Document extract
+ + + + +

ADLS GEN 2 doesn’t yet support delete blob action https://docs.microsoft.com/en-us/azure/storage/blobs/data-lake-storage-known-issues

NikP
Aug 6, 2020

Now, Lifecycle management is supported for accounts that have a hierarchical namespace for General-purpose V2. With this, you can reduce the delete activity (less cost even it is negligible for a pipeline). However, I would prefer to use delete activity in ADF to make sure that they got deleted after I load them to database. Better than auto delete through lifecycle. For me, given answer is correct based on requirement.

ThijsN
Jan 16, 2021

Both ADF with delete or storage with lifecyle will work. I literally build the last one this week. I think that is the best solution as this is the cheapest and easiest. Doesn't cost anything to run, to build or to maintain.

+ + + + +

Dataset excerpts
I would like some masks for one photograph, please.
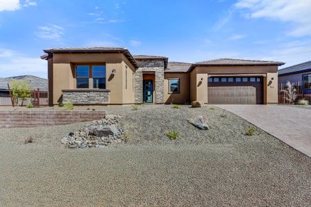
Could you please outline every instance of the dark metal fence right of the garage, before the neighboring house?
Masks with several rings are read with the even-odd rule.
[[[294,88],[296,88],[297,92],[297,99],[306,99],[311,103],[311,95],[307,95],[303,93],[303,87],[301,86],[301,82],[291,82],[294,85]],[[279,103],[280,104],[290,104],[288,100],[286,100],[286,83],[279,83]]]

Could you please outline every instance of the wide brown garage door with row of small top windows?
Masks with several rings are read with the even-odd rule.
[[[209,103],[263,103],[262,77],[209,77],[208,81]]]

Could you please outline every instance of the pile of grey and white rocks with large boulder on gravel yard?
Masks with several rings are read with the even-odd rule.
[[[120,118],[119,115],[106,115],[104,119],[93,121],[78,132],[69,132],[62,139],[62,144],[68,148],[103,148],[120,143],[124,133],[120,126]]]

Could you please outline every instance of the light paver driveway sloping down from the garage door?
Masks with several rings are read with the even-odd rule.
[[[311,157],[311,110],[272,105],[215,105],[250,123]]]

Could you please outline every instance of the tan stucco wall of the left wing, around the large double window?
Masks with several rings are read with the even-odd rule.
[[[75,89],[74,66],[77,64],[105,64],[106,89],[111,90],[111,104],[133,103],[133,66],[123,54],[54,54],[53,103],[57,104],[63,89]],[[125,66],[128,66],[128,87],[125,90]],[[115,69],[115,75],[112,70]],[[93,87],[93,84],[90,86]],[[91,88],[90,87],[90,88]]]

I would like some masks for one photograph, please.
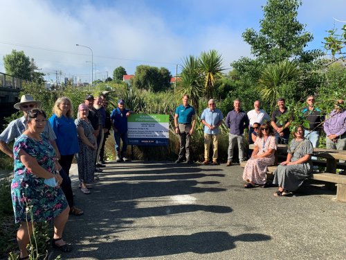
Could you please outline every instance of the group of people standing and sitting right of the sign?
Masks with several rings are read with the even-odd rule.
[[[196,124],[196,112],[189,105],[189,96],[183,96],[183,104],[176,108],[174,115],[175,132],[179,135],[180,150],[176,163],[183,162],[186,158],[192,163],[190,151],[190,135]],[[236,99],[233,103],[234,110],[228,112],[225,123],[229,128],[228,133],[228,160],[226,166],[233,162],[233,151],[237,143],[239,162],[246,160],[244,149],[244,130],[248,128],[249,144],[254,144],[252,153],[248,154],[248,161],[244,168],[243,179],[246,181],[244,188],[267,187],[267,167],[275,162],[275,150],[277,144],[289,144],[288,155],[275,171],[273,184],[279,189],[275,196],[286,196],[300,187],[303,180],[311,175],[313,166],[311,155],[313,148],[318,147],[322,129],[327,135],[327,148],[345,150],[346,148],[346,110],[344,101],[336,102],[335,109],[325,120],[323,112],[315,106],[314,96],[307,97],[307,106],[302,110],[302,119],[309,122],[309,128],[298,125],[293,132],[289,126],[293,119],[280,118],[286,114],[284,98],[277,100],[277,109],[272,115],[261,109],[260,101],[255,101],[254,110],[244,112],[241,109],[241,101]],[[216,108],[215,100],[208,101],[208,107],[201,114],[201,123],[204,125],[204,157],[203,164],[210,164],[210,146],[212,145],[212,164],[217,162],[219,126],[223,123],[224,116]],[[289,143],[290,134],[293,139]]]

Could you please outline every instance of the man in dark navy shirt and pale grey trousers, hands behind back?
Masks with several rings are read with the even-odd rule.
[[[228,159],[226,166],[232,165],[233,150],[235,142],[238,144],[239,162],[244,161],[244,129],[248,128],[249,120],[246,112],[240,109],[240,101],[236,99],[233,103],[234,110],[228,112],[226,116],[226,125],[230,128],[229,144],[228,144]]]

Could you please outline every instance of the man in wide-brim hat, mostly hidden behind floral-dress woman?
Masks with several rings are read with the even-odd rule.
[[[6,153],[6,155],[13,157],[13,151],[8,147],[8,143],[19,137],[19,135],[21,135],[21,133],[24,132],[24,130],[26,130],[26,112],[28,112],[28,110],[32,110],[33,108],[37,108],[40,104],[41,102],[35,101],[33,96],[23,95],[21,96],[21,101],[14,105],[15,109],[23,111],[24,116],[21,116],[21,118],[11,121],[8,124],[7,128],[3,130],[3,132],[1,132],[0,150],[3,153]],[[44,134],[54,147],[57,153],[57,157],[60,157],[59,149],[55,144],[55,139],[57,139],[57,137],[55,136],[55,133],[51,128],[51,124],[46,123],[46,128],[44,128]]]

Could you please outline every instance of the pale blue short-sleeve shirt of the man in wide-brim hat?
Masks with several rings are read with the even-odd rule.
[[[19,137],[19,135],[21,135],[25,130],[25,117],[21,116],[21,118],[15,119],[8,124],[7,128],[1,132],[0,140],[8,144],[10,141],[17,139],[17,137]],[[50,141],[57,139],[51,124],[48,122],[44,128],[44,136]]]

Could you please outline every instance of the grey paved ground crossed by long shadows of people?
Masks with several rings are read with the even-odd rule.
[[[345,259],[346,203],[321,187],[275,198],[242,188],[242,168],[109,163],[91,194],[77,187],[62,259]],[[52,251],[49,259],[60,252]]]

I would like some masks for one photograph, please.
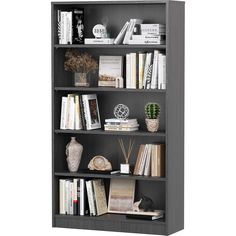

+ + + + +

Task set
1. From the thread about deleting files in ADLS Gen 2, transcribe the part that opens with the words containing "Both ADF with" and closes with "or to maintain.".
2. In the thread about deleting files in ADLS Gen 2, which accounts does NikP say Lifecycle management is now supported for?
3. Take the thread about deleting files in ADLS Gen 2 further, picking up after its last post.
The records are separate material and have nothing to do with the thread about deleting files in ADLS Gen 2.

Numbered answers
1.
Both ADF with delete or storage with lifecyle will work. I literally build the last one this week. I think that is the best solution as this is the cheapest and easiest. Doesn't cost anything to run, to build or to maintain.

2. General-purpose V2 accounts that have a hierarchical namespace.

3.
NasRim
Feb 22, 2021

lifecycle management is available in ADLS from July 31, 2020 https://azure.microsoft.com/en-us/updates/lifecycle-management-for-azure-data-lake-storage-is-now-generally-available/

Needium
Mar 8, 2021

The prefered option should be Az Storage and life cycle management rule

kn_shn
Jun 25, 2021

From older comments, ADF + Delete and Azure Storage + Lifecycle management rule seem to have similar functionality to remove files. However there is a difference: Liftcycle is defined based on the creation of the file, and in this question and context, it says:" Files that have a modified date that is older than 14 days must be removed". i.e. the file removal is based on the modified date. As BungyTex confirmed below, ADF + Delete can achieve this objective and the answer is correct.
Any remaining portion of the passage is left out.